Ottawa’s Provincial Health-Care Deal: What Kind of Fix?

Ottawa’s Provincial Health-Care Deal: What Kind of Fix?
Canadian premiers hold a press conference following a meeting on health care in Ottawa on Feb. 7, 2023. (The Canadian Press/Sean Kilpatrick)
Bryan Schwartz
2/10/2023
Updated:
2/10/2023
0:00
Commentary

The current Liberal government might achieve a windfall in popularity from concluding agreements on health care with each of the provinces. Perhaps the agreements will be used as the trigger for an early election. It is impossible to evaluate the deals without seeing and studying the details. In the meantime, there are some questions and concerns.

More transfers from Canada to the provinces is not an unconditional good for the provincial taxpayers. They pay both federal as well as provincial taxes, and they pay when inflation is caused by government spending. Is the deal-making  process here guided by any rational standard that ensures fair treatment for all provincial governments and taxpayers? Or will the federal government be able to reward or punish on political grounds—where their seats or potential voters are—which provincial government proves to be the most pliant on health care or other federal government priorities?

----

> EXERCISE DESCRIPTION
Give the part of the health-care commentary again, starting with "Bryan Schwartz" and going on through "questions and concerns.", and swap "early election" for "snap election".

(Saved entries)

----

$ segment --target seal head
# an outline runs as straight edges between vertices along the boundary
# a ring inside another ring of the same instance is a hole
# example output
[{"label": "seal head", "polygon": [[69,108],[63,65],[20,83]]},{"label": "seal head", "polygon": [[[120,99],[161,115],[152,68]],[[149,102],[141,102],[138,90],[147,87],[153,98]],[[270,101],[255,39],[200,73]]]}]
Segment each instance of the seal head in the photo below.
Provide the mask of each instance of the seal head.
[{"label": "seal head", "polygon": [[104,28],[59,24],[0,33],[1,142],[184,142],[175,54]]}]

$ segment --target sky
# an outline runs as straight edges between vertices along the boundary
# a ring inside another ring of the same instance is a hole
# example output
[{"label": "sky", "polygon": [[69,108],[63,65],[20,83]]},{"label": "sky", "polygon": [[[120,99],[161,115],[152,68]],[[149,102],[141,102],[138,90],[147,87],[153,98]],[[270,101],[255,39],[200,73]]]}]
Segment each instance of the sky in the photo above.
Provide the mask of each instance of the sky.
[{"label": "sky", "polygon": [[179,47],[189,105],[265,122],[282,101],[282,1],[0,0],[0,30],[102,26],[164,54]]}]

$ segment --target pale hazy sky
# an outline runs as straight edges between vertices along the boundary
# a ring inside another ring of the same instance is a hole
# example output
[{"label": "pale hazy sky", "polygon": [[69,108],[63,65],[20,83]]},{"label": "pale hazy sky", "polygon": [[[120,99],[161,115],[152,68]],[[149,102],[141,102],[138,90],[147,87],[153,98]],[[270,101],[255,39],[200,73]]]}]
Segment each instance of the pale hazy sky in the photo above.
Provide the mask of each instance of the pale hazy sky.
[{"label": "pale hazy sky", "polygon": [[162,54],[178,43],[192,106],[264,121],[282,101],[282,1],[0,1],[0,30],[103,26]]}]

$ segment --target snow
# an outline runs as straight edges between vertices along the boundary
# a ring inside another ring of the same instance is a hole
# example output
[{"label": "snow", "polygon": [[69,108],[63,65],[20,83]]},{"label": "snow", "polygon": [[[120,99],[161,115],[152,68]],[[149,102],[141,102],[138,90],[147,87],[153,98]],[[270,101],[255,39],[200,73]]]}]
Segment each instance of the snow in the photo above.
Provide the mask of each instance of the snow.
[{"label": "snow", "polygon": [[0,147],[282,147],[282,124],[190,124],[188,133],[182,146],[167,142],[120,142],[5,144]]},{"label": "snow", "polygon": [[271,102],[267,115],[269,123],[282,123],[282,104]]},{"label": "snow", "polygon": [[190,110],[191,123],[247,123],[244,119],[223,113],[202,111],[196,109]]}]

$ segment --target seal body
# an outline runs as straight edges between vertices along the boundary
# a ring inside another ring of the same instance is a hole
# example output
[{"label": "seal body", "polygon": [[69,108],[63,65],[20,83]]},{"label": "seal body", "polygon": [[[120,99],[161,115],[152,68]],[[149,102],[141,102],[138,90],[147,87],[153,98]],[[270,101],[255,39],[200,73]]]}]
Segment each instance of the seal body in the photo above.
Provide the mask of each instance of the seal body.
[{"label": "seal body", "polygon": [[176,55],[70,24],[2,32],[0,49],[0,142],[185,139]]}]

----

> EXERCISE OUTPUT
Bryan Schwartz
2/10/2023
Updated:
2/10/2023
0:00
Commentary

The current Liberal government might achieve a windfall in popularity from concluding agreements on health care with each of the provinces. Perhaps the agreements will be used as the trigger for an snap election. It is impossible to evaluate the deals without seeing and studying the details. In the meantime, there are some questions and concerns.